**WHAT YOU WILL DO:**
A) In the inflation article below, by how much did the gasoline index decline in August?
B) Retype the stretch of the inflation article from "High inflation means" through "over this period.".
C) Extend the inflation article below, beginning after its last sentence.

**DOCUMENT PASSAGE:**
------

The Consumer Price Index for all items rose 8.3 percent for the 12 months ending in August, less than the 8.5-percent increase for the period ending in July or the 9.1-percent increase for the period ending in June but still near a 40-year high.
The CPI rose 0.1 percent in August on a seasonally adjusted basis after being unchanged in July, a small increase but hotter than expected and disappointing to those who had hoped to see a monthly decline, given falling fuel prices.
The index for all items less food and energy rose 0.6 percent in August, a larger increase than in July.
"This is a much much worse CPI report than anyone was expecting," tweeted Justin Wolfers, professor of economics and public policy at the University of Michigan and a senior fellow at the Brookings Institution. "The decrease in headline inflation due to lower energy prices is there, but the underlying rate—best proxied by core inflation—is running a fair bit higher than anyone forecast and most of us hoped."
He added, "To state the obvious: Inflation remains an important and central concern and will be the focus of macro policy for some time to come."
Increases in the shelter, food and medical care indexes were the largest of many contributors to the broad-based monthly increase. These increases were mostly offset by a 10.6-percent monthly decline in the gasoline index. Gas prices are still up 25.6 percent year over year.
High inflation means the buying power of workers' take-home pay has been shrinking. Real (inflation-adjusted) average hourly earnings fell 2.8 percent, seasonally adjusted, from August 2021 to August 2022, the BLS separately reported. The change in real average hourly earnings combined with a decrease of 0.6 percent in the average workweek resulted in a 3.4-percent decrease in real average weekly earnings over this period.

------

[Referring expression pointing data]
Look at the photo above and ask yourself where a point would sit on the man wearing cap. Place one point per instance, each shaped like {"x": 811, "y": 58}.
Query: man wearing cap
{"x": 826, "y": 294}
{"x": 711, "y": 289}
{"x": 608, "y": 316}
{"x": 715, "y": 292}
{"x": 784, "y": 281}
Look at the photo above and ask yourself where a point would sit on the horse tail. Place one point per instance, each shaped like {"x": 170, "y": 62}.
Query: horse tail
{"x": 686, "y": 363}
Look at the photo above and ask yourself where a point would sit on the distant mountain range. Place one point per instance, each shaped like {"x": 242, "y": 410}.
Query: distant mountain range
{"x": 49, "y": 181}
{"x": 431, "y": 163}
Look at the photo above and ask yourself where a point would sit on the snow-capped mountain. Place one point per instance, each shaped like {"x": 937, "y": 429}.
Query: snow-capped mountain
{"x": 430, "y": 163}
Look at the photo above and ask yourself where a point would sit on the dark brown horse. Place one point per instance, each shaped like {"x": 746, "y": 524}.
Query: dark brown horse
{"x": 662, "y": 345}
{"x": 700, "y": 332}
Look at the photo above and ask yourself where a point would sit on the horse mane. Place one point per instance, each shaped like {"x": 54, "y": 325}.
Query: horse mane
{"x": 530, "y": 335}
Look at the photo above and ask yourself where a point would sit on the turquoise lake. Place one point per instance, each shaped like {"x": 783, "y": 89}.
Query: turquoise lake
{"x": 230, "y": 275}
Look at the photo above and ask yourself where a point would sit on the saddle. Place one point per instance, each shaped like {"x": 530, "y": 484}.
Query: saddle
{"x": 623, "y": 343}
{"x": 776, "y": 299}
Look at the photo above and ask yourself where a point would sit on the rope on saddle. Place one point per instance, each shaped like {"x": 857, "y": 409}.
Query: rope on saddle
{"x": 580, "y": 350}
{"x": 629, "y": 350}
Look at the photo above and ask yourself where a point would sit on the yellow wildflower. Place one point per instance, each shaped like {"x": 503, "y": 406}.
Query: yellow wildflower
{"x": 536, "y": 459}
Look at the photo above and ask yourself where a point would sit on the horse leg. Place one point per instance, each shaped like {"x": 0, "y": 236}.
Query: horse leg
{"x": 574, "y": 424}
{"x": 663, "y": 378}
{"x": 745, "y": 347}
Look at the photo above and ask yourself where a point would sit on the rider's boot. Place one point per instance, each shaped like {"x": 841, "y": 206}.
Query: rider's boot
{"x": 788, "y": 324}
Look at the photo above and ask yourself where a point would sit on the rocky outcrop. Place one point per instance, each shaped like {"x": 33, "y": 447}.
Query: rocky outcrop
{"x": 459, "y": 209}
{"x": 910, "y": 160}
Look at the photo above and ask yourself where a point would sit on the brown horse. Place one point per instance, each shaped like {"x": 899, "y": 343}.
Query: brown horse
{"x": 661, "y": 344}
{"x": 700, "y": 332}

------

**WRITTEN RESPONSES:**
A) It declined 10.6 percent.

B)
High inflation means the buying power of workers' take-home pay has been shrinking. Real (inflation-adjusted) average hourly earnings fell 2.8 percent, seasonally adjusted, from August 2021 to August 2022, the BLS separately reported. The change in real average hourly earnings combined with a decrease of 0.6 percent in the average workweek resulted in a 3.4-percent decrease in real average weekly earnings over this period.

C)
Resilient inflation also means that the Federal Reserve is likely to continue with large interest rates hikes to slow the economy, increasing recession concerns.
"The bigger risk is if we have a mild recession and inflation is sticky, the Fed may have to raise rates a lot more and drive us into that deeper recession or just let inflation run," said Anthony Brown, U.S. director of capital markets at consulting firm Mercer, in a recent podcast.
Pay Raises Likely to Trail Inflation
Several recent 2023 forecasts have projected an average increase of just over 4 percent for next year's salary budgets among private-sector U.S. employers, in line with the actual increases to pay budgets made in 2022 but less than half the current inflation rate. Among some industries with high demand for skilled professionals, such as engineering and science, average base salary increases may surpass 4.5 percent.
Workers Struggling Financially
In new data from the Society for Human Resource Management (SHRM) Research Institute, 28 percent of U.S. workers said they are struggling financially, with more indicating their family (30 percent) and friends (38 percent) are also struggling.
The findings are from a sample of 507 employed Americans surveyed from Aug. 11 to Aug. 16, with the data weighted to reflect the U.S. adult population. The study used the AmeriSpeak Omnibus survey panel compiled by NORC, an independent research institution at the University of Chicago.
Nearly 2 in 5 workers (39 percent) indicated that if they were no longer working or receiving pay, it would take just one month or less before they could not financially meet their basic needs.
Workers who are high school graduates or equivalent were more likely to feel they are struggling financially (44 percent said so), compared to workers with a bachelor's degree (23 percent) and workers with a post -graduate or professional degree (16 percent).